→ **任务目标 1**
统计下方数据行中含有字符串“stripe”的行数,区分大小写,只回答一个数字。

1 环境准备
本次搭建Hadoop准备了四台服务器:
系统: Centos7
IP地址:
192.168.10.131 master
192.168.10.160 slave1
192.168.10.161 slave2
192.168.10.162 slave3
Java版本: Java1.8
Hadoop版本: Hadoop2.6.5
关闭Centos7的防火墙和SELinux,如何关闭参考Centos7关闭防火墙与SELinux
2 必要软件安装和环境配置
2.1 安装Java环境(master和三台slave上均安装java环境)
网上如何安装java教程比较多,这里就不再累述。
[root@master local]# java -version
java version "1.8.0_181"
Java(TM) SE Runtime Environment (build 1.8.0_181-b13)
Java HotSpot(TM) 64-Bit Server VM (build 25.181-b13, mixed mode)
2.2 修改主机名
分别修改四台服务器的hosts文件,填入以下内容:
192.168.10.131 master
192.168.10.160 slave1
192.168.10.161 slave2
192.168.10.162 slave3
分别修改四台服务器的主机名,例如我们修改master主机名
vi /etc/sysconfig/network
# Created by anaconda
HOSTNAME=master 这里不同的服务器名称不同
重启服务器使其生效。
2.3 ssh配置
master上的namenode需要通过ssh无密码的访问三台slave机器,但是三台slave是否需要通过ssh无密码访问master我现在还没有了解Hadoop的原理,所以给不出确定的答案。这里我将master的公钥分别分发到三台slave上,三台slave的公钥都分别上传到master上。 这里以master为例,进行ssh配置。
首先生成密钥对:
ssh-keygen -t rsa 然后一路默认即可
然后将执行下面命令,将公钥追加到authorized_keys文件中,实现本机的无密码登陆
cat ~/.ssh/id_rsa.pub >> ~/.ssh/authorized_keys
然后尝试登陆本机,验证是否成功
ssh master
将公钥分发到三台slave上
ssh-copy-id -i ~/.ssh/id_rsa.pub root@slave1
ssh-copy-id -i ~/.ssh/id_rsa.pub root@slave2
ssh-copy-id -i ~/.ssh/id_rsa.pub root@slave3
我在每一台slave分别生成了公私钥,然后分别将公钥追加到了master机器的authorized_keys文件中(这一步是否有必要,等我更深入学习后修改)

→ **任务目标 2**
逐字完整誊写上面的Hadoop搭建教程。

→ **位置标注数据集摘录**
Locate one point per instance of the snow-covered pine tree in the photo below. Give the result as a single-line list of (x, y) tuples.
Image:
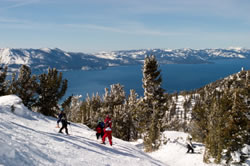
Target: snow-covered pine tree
[(125, 128), (237, 125), (113, 102), (154, 103), (51, 89), (73, 110), (25, 86), (3, 82)]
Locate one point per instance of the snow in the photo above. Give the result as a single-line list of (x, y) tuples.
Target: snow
[(29, 138)]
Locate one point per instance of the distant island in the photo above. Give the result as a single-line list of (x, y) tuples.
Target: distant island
[(42, 59)]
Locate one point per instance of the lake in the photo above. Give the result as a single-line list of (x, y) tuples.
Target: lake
[(176, 77)]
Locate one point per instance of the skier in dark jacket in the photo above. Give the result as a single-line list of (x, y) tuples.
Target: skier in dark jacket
[(63, 118), (99, 129), (189, 145), (107, 130)]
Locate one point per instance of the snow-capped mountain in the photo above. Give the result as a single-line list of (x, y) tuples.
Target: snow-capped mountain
[(41, 59)]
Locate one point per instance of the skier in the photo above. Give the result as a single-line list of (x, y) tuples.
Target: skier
[(99, 129), (189, 144), (107, 130), (63, 118)]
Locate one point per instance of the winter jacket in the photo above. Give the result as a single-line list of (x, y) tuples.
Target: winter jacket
[(108, 124), (62, 118), (99, 127)]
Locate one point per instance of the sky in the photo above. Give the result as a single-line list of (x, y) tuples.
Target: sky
[(109, 25)]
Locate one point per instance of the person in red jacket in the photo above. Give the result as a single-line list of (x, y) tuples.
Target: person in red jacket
[(99, 129), (107, 130)]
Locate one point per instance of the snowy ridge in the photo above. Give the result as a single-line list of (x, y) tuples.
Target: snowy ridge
[(41, 59), (29, 138)]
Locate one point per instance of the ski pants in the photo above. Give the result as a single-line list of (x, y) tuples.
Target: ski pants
[(109, 135), (190, 149), (64, 126), (99, 134)]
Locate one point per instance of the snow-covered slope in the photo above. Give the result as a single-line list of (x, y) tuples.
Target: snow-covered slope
[(41, 59), (28, 138)]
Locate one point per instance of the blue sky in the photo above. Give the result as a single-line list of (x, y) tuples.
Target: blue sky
[(105, 25)]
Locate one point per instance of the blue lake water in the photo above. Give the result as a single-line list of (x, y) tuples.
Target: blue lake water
[(176, 77)]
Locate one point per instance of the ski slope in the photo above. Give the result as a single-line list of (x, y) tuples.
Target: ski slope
[(31, 139), (28, 138)]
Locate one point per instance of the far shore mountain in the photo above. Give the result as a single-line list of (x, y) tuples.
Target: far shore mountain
[(42, 59)]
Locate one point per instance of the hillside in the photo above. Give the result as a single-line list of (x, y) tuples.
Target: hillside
[(41, 59), (29, 138)]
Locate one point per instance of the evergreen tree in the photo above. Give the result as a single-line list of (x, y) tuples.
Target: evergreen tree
[(25, 86), (125, 128), (154, 104), (3, 82), (237, 125), (51, 89), (113, 102)]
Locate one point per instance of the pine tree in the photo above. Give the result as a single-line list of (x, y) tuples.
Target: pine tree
[(25, 86), (51, 89), (237, 125), (154, 105), (3, 82)]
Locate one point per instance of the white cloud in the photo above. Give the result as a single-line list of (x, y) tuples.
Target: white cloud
[(18, 3)]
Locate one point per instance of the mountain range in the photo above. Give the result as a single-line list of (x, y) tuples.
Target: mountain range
[(41, 59)]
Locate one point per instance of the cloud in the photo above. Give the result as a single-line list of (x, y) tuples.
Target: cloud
[(133, 29), (17, 3)]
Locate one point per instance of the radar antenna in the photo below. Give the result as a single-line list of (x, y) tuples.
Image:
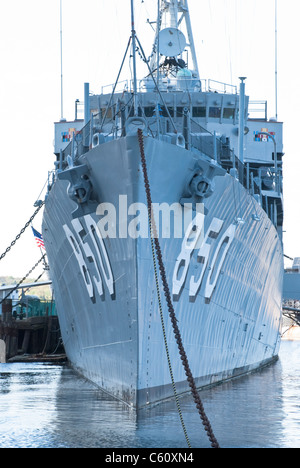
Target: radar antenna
[(172, 42)]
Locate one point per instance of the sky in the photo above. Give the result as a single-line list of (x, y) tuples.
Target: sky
[(232, 37)]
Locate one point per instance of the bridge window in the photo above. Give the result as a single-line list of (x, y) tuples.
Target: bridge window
[(199, 111), (228, 113), (215, 112)]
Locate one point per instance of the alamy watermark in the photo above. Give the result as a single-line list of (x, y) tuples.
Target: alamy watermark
[(132, 220)]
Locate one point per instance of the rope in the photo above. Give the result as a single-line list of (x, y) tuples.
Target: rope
[(24, 278), (152, 234), (190, 379), (22, 230)]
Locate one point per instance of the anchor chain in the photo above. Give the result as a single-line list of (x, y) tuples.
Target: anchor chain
[(24, 278), (22, 231), (183, 356)]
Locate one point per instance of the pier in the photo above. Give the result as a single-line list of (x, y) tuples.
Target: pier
[(29, 334)]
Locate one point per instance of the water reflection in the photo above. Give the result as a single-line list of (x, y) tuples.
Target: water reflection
[(49, 406)]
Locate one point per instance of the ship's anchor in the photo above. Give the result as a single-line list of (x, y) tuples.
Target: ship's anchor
[(200, 184), (80, 189)]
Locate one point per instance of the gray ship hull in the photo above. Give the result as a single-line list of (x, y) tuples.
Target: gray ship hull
[(226, 286)]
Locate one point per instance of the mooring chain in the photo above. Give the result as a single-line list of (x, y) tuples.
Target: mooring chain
[(22, 230), (24, 278), (183, 356)]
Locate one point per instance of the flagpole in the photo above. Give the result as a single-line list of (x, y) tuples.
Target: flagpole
[(276, 74), (61, 68)]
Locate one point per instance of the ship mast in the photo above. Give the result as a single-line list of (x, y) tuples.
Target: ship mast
[(175, 14), (133, 40)]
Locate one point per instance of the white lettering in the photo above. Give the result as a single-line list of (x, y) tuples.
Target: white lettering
[(101, 253), (188, 245), (82, 250), (203, 254), (81, 263), (218, 260)]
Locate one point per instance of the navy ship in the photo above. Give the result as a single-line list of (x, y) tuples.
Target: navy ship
[(176, 159)]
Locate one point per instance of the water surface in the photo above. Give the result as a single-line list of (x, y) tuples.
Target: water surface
[(49, 406)]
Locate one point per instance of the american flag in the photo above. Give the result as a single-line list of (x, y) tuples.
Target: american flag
[(38, 238)]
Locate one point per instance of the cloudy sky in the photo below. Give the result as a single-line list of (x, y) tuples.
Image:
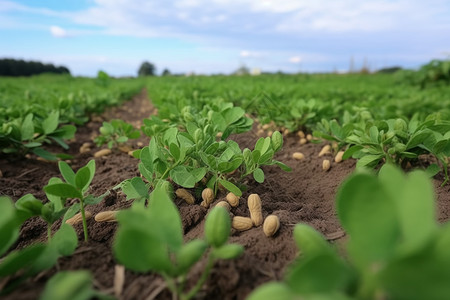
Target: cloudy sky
[(218, 36)]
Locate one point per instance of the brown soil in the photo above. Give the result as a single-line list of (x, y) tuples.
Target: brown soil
[(304, 195)]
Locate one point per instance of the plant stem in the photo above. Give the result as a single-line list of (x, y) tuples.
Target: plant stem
[(49, 232), (84, 219), (201, 281), (171, 285)]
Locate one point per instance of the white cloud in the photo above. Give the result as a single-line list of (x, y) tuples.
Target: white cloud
[(58, 32), (295, 59)]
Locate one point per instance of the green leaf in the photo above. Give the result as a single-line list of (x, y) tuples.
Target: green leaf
[(74, 285), (92, 200), (369, 161), (187, 177), (217, 227), (27, 128), (175, 151), (417, 139), (322, 273), (70, 212), (63, 190), (45, 154), (421, 276), (9, 224), (166, 217), (57, 201), (277, 141), (65, 132), (228, 251), (369, 215), (282, 166), (51, 122), (141, 250), (230, 187), (273, 290), (135, 188), (91, 166), (23, 258), (29, 204), (374, 134), (258, 174), (432, 170), (415, 201), (352, 150), (82, 178), (190, 253)]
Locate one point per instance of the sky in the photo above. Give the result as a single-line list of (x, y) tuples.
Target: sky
[(219, 36)]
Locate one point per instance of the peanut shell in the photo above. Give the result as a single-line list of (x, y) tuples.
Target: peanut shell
[(254, 205)]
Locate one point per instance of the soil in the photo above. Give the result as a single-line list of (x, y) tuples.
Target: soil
[(306, 195)]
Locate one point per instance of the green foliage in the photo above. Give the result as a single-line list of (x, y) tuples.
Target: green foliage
[(20, 264), (42, 110), (395, 141), (151, 239), (76, 186), (390, 255), (191, 146), (116, 132)]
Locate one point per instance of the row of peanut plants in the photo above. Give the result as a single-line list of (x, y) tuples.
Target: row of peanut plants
[(190, 147), (373, 118), (45, 109)]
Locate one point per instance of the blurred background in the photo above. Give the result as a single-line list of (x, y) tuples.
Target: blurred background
[(224, 36)]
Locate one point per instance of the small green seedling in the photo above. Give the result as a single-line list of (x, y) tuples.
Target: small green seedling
[(76, 186), (389, 253), (20, 264), (151, 239), (50, 212), (116, 132)]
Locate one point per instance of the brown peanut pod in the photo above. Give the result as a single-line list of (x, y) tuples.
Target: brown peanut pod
[(185, 195), (325, 150), (233, 199), (77, 218), (326, 165), (241, 223), (208, 196), (298, 156), (271, 225), (254, 205), (338, 157), (103, 152), (106, 216)]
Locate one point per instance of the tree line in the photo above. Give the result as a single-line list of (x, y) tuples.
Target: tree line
[(14, 67)]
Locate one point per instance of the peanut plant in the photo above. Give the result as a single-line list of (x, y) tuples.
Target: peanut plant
[(389, 254), (151, 239), (76, 186)]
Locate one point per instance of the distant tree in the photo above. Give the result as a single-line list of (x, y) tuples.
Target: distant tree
[(147, 69), (13, 67), (166, 72)]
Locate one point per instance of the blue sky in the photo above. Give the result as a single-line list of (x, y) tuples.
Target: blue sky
[(217, 36)]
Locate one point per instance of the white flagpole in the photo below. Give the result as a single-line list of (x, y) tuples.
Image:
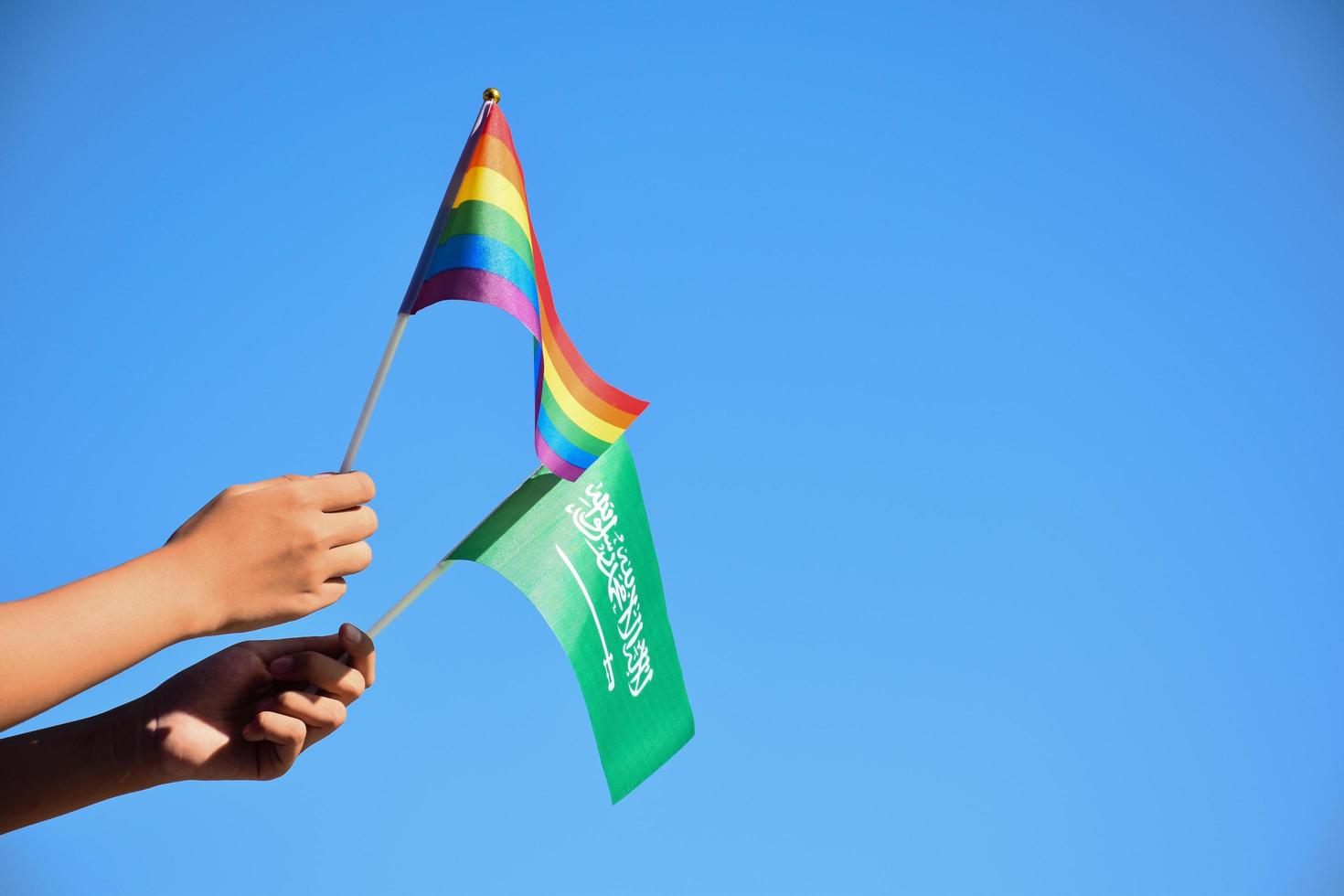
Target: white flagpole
[(409, 598), (445, 208), (379, 378), (440, 569)]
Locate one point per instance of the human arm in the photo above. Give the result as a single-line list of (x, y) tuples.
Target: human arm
[(256, 555), (238, 715)]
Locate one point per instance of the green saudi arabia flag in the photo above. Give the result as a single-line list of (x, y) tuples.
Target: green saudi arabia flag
[(582, 552)]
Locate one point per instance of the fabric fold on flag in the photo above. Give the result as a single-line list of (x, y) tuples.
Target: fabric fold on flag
[(583, 555), (488, 252)]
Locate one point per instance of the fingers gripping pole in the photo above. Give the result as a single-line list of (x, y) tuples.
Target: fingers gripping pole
[(348, 464)]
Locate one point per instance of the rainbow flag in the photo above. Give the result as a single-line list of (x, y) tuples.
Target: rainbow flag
[(483, 249)]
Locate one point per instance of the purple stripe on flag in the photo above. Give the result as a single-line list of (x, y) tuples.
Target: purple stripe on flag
[(554, 463), (472, 285)]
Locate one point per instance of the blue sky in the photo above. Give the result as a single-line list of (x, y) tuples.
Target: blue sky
[(994, 453)]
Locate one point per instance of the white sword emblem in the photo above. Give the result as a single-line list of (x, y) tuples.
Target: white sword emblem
[(606, 661)]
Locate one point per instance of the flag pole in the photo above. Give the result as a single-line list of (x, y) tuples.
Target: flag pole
[(440, 569), (379, 378), (409, 598), (445, 208)]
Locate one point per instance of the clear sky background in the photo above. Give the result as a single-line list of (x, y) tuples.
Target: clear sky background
[(994, 455)]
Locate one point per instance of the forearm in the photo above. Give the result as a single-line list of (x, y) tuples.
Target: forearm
[(63, 641), (48, 773)]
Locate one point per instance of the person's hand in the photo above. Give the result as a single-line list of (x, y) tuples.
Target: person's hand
[(273, 551), (243, 713)]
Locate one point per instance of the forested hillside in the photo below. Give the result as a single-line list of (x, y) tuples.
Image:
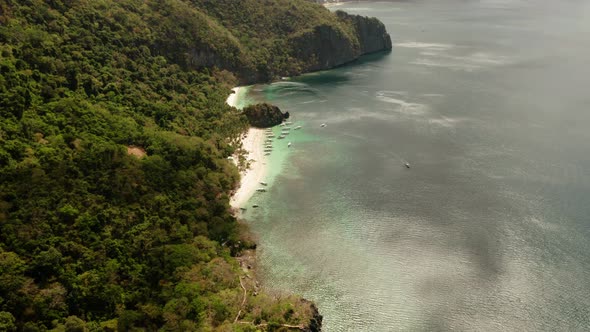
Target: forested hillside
[(114, 181)]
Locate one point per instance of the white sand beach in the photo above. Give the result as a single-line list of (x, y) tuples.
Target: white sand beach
[(253, 143)]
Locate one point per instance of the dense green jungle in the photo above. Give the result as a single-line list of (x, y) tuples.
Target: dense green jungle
[(114, 177)]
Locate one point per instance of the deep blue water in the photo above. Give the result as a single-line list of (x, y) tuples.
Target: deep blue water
[(489, 230)]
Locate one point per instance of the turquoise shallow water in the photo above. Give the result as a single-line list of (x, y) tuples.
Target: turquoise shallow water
[(489, 230)]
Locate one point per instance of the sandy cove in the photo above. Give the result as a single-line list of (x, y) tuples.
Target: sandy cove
[(253, 143)]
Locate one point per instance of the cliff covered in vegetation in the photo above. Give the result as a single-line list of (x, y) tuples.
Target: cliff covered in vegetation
[(114, 178)]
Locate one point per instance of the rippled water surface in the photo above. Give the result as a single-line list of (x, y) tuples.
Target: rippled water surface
[(489, 230)]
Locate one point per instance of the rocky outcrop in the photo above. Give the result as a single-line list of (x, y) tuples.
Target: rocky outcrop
[(329, 46), (370, 31), (324, 47), (264, 115)]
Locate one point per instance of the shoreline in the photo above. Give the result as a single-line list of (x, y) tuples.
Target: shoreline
[(256, 170)]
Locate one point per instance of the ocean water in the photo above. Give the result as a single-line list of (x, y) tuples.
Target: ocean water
[(489, 230)]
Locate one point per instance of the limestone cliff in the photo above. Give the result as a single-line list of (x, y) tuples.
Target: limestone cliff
[(329, 46), (370, 32)]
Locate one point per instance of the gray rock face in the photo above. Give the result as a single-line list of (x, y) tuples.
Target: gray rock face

→ **完整答案 1**
2

→ **完整答案 2**
1 环境准备
本次搭建Hadoop准备了四台服务器:
系统: Centos7
IP地址:
192.168.10.131 master
192.168.10.160 slave1
192.168.10.161 slave2
192.168.10.162 slave3
Java版本: Java1.8
Hadoop版本: Hadoop2.6.5
关闭Centos7的防火墙和SELinux,如何关闭参考Centos7关闭防火墙与SELinux
2 必要软件安装和环境配置
2.1 安装Java环境(master和三台slave上均安装java环境)
网上如何安装java教程比较多,这里就不再累述。
[root@master local]# java -version
java version "1.8.0_181"
Java(TM) SE Runtime Environment (build 1.8.0_181-b13)
Java HotSpot(TM) 64-Bit Server VM (build 25.181-b13, mixed mode)
2.2 修改主机名
分别修改四台服务器的hosts文件,填入以下内容:
192.168.10.131 master
192.168.10.160 slave1
192.168.10.161 slave2
192.168.10.162 slave3
分别修改四台服务器的主机名,例如我们修改master主机名
vi /etc/sysconfig/network
# Created by anaconda
HOSTNAME=master 这里不同的服务器名称不同
重启服务器使其生效。
2.3 ssh配置
master上的namenode需要通过ssh无密码的访问三台slave机器,但是三台slave是否需要通过ssh无密码访问master我现在还没有了解Hadoop的原理,所以给不出确定的答案。这里我将master的公钥分别分发到三台slave上,三台slave的公钥都分别上传到master上。 这里以master为例,进行ssh配置。
首先生成密钥对:
ssh-keygen -t rsa 然后一路默认即可
然后将执行下面命令,将公钥追加到authorized_keys文件中,实现本机的无密码登陆
cat ~/.ssh/id_rsa.pub >> ~/.ssh/authorized_keys
然后尝试登陆本机,验证是否成功
ssh master
将公钥分发到三台slave上
ssh-copy-id -i ~/.ssh/id_rsa.pub root@slave1
ssh-copy-id -i ~/.ssh/id_rsa.pub root@slave2
ssh-copy-id -i ~/.ssh/id_rsa.pub root@slave3
我在每一台slave分别生成了公私钥,然后分别将公钥追加到了master机器的authorized_keys文件中(这一步是否有必要,等我更深入学习后修改)